Exercise: Carry on the Haskell post about deamortizing purely functional data structures, picking up right after its final sentence.
··· Document ···
Part I: Deamortized ST

A week or two ago I gave a talk at Mozilla, San Francisco on Cache-Oblivious Maps to the Bay Area Haskell User Group.

My goal with this series of posts is to ultimately improve on the conclusion of that talk to generate a purely functional version of a structure like Bender et al.'s cache-oblivious lookahead array and the stratified B-tree, closing the gap between the performance of imperative and functional data structures in this space.

In short I want a really fast Map, optimized for contiguous use of memory that hits provably optimal asymptotics across the board for a wide array of problems despite exposing a purely functional API.

We won't get there today, but we'll at least establish some of the building blocks.

Today, I want to talk about a new trick that I came up with that allows us work with observably-functional algorithms in Haskell that can provide them with a purely-functional API in the same manner as the ST monad does today, but which permits us enough additional control over scheduling that we can deamortize many such algorithms.

The Price of Purity

In a purely functional language, amortized analysis is further hampered by the fact that every previous version of a structure is available at all times, so you have to consider that any structure can participate in multiple futures. This makes working with amortization much trickier.

You can't really earn credit by doing things cheaply and then use all that credit to do something big later depending on data not known when you earned the credit because someone may reuse the data structure with different data, and respend the same credit!
··· Supplied material ···
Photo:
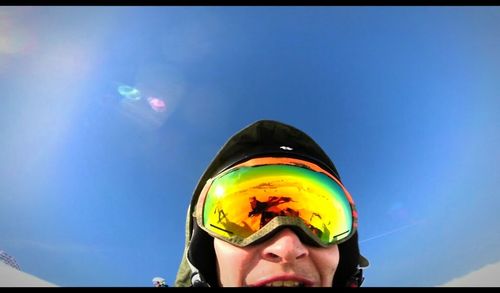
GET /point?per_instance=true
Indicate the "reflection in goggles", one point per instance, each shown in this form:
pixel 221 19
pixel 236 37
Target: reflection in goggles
pixel 248 201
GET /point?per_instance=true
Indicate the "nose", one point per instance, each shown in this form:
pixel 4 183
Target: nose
pixel 284 247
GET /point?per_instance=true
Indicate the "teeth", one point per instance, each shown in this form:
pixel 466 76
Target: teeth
pixel 288 283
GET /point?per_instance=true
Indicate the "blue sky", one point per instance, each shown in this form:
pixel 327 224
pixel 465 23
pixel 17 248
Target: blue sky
pixel 94 185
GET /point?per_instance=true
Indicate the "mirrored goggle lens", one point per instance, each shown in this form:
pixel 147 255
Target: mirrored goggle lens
pixel 237 205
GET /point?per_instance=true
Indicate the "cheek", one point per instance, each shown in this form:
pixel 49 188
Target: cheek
pixel 233 263
pixel 326 262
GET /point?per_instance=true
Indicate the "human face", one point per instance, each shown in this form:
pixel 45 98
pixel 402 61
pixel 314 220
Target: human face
pixel 282 260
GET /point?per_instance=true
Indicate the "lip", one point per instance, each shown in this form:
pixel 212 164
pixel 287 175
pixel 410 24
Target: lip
pixel 296 278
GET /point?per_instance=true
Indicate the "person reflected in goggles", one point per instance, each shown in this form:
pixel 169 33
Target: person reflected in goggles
pixel 271 210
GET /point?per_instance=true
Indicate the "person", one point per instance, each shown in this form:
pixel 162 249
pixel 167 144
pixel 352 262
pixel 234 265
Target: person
pixel 271 210
pixel 159 282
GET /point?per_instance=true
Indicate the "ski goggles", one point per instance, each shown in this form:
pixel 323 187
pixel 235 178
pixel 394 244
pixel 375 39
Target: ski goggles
pixel 252 199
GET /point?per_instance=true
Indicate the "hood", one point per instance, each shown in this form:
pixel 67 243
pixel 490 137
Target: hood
pixel 264 137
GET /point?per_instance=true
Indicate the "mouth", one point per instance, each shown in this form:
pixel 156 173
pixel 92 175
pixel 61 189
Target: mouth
pixel 284 283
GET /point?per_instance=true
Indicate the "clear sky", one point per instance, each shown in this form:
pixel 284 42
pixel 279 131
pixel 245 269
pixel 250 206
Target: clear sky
pixel 109 116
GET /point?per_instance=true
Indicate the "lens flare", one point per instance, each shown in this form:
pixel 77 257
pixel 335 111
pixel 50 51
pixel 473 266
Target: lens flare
pixel 158 105
pixel 129 92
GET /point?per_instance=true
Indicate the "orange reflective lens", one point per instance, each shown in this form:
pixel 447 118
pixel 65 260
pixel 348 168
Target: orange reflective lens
pixel 248 201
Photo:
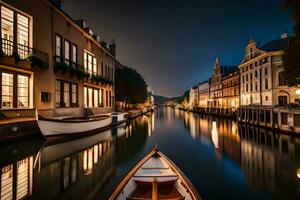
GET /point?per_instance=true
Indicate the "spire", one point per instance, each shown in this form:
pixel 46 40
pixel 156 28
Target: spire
pixel 251 40
pixel 217 62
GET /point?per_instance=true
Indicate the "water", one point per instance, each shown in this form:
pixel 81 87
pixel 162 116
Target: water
pixel 222 159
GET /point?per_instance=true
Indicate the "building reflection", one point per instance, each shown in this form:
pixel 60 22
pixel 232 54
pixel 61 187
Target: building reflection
pixel 268 160
pixel 75 169
pixel 16 164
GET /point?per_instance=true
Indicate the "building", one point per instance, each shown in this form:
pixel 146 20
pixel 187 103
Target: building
pixel 52 63
pixel 203 90
pixel 265 97
pixel 194 96
pixel 216 87
pixel 231 92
···
Response for this exercise:
In a purely-functional setting, if you don't use your budget this time you won't get more to spend later. It is just gone!

The trick is coming up with the right contortions, so that you can build in enough lag in your data structures to ensure that you always have just enough to work on.

The Price of Laziness

Chris Okasaki's book Purely Functional Data Structures and thesis cover a suite of tools for reasoning about asymptotics in a pure lazy language.

He notes that you can often set up a thunk that will evaluate to the right result, if you know all the data you'll need to calculate its answer in the end. Then if two versions of the data structure in the future force this same thunk then they'll share the answer, but only compute it once. This preserves the correctness of the asymptotic analysis of the algorithm despite amortization.

We get quite a bit more flexibility with regards to amortization than in the strict setting. Now we can pay into an account for later by building a thunk we'll force in later calculations.

Slowdown: What is the Worst Case?

When amortized complexity bounds aren't enough you can often follow Okasaki's advice and use even more advanced techniques such as "Implicit Recursive Slowdown", a variant on a technique by Kaplan and Tarjan. There we set up a series of thunks you'll evaluate over time, each individually relatively cheap, so that you can turn amortized bounds into worst case bounds. Then you just force an appropriate amount of work as you go.

By setting up the thunks and paying them down by forcing them at just the right time you can often derive quite good worst-case performance in a purely functional persistent setting, so long as you have access to laziness.

There are still some algorthms such as Tarjan's Union-Find problem that don't seem to yield to this technique, but surprisingly many do.

Partiality as an Effect

So, if I want to set up such a chain of thunks, what would be a good general purpose way to go about it?

Venanzio Capretta defined a simple partiality monad. I'll play with the names a bit and reproduce a version of it here:

-- show
data Partial a = Stop a | Step (Partial a)

instance Monad Partial where
  return = Stop
  Stop a >>= f = f a
  Step m >>= f = Step (m >>= f)
-- /show

main = putStrLn "It typechecks!"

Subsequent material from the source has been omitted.